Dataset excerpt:
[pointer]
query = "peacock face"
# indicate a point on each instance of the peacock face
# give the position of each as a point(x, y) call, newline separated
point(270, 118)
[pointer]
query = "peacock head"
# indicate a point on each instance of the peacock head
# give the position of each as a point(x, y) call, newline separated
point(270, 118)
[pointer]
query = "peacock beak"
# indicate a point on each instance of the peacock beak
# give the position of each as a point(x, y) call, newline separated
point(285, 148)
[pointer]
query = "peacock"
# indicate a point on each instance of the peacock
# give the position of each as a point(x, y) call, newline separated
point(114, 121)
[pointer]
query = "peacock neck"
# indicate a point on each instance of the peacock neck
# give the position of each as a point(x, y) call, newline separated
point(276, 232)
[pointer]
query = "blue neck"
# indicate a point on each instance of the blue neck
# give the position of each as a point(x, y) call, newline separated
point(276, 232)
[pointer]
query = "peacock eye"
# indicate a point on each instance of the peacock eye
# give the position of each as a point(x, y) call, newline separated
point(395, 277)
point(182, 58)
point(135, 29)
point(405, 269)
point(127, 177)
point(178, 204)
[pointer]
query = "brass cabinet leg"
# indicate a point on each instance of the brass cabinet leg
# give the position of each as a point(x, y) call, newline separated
==
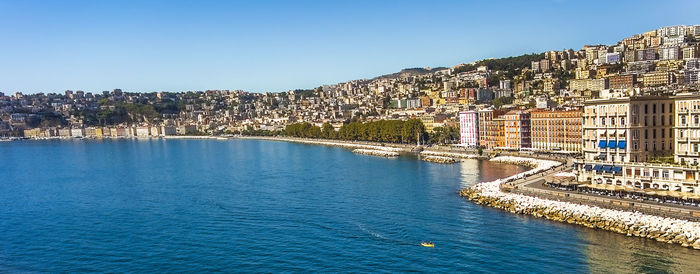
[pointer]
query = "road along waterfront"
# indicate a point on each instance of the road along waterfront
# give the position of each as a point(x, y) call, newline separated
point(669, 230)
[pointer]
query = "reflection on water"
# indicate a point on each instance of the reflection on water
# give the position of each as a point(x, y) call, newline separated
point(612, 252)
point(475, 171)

*Task instructions*:
Pull out each line of the data above that contains the string "face", matching case exactly.

*Solution for this problem*:
query = "peacock face"
# indicate a point on each instance of the peacock face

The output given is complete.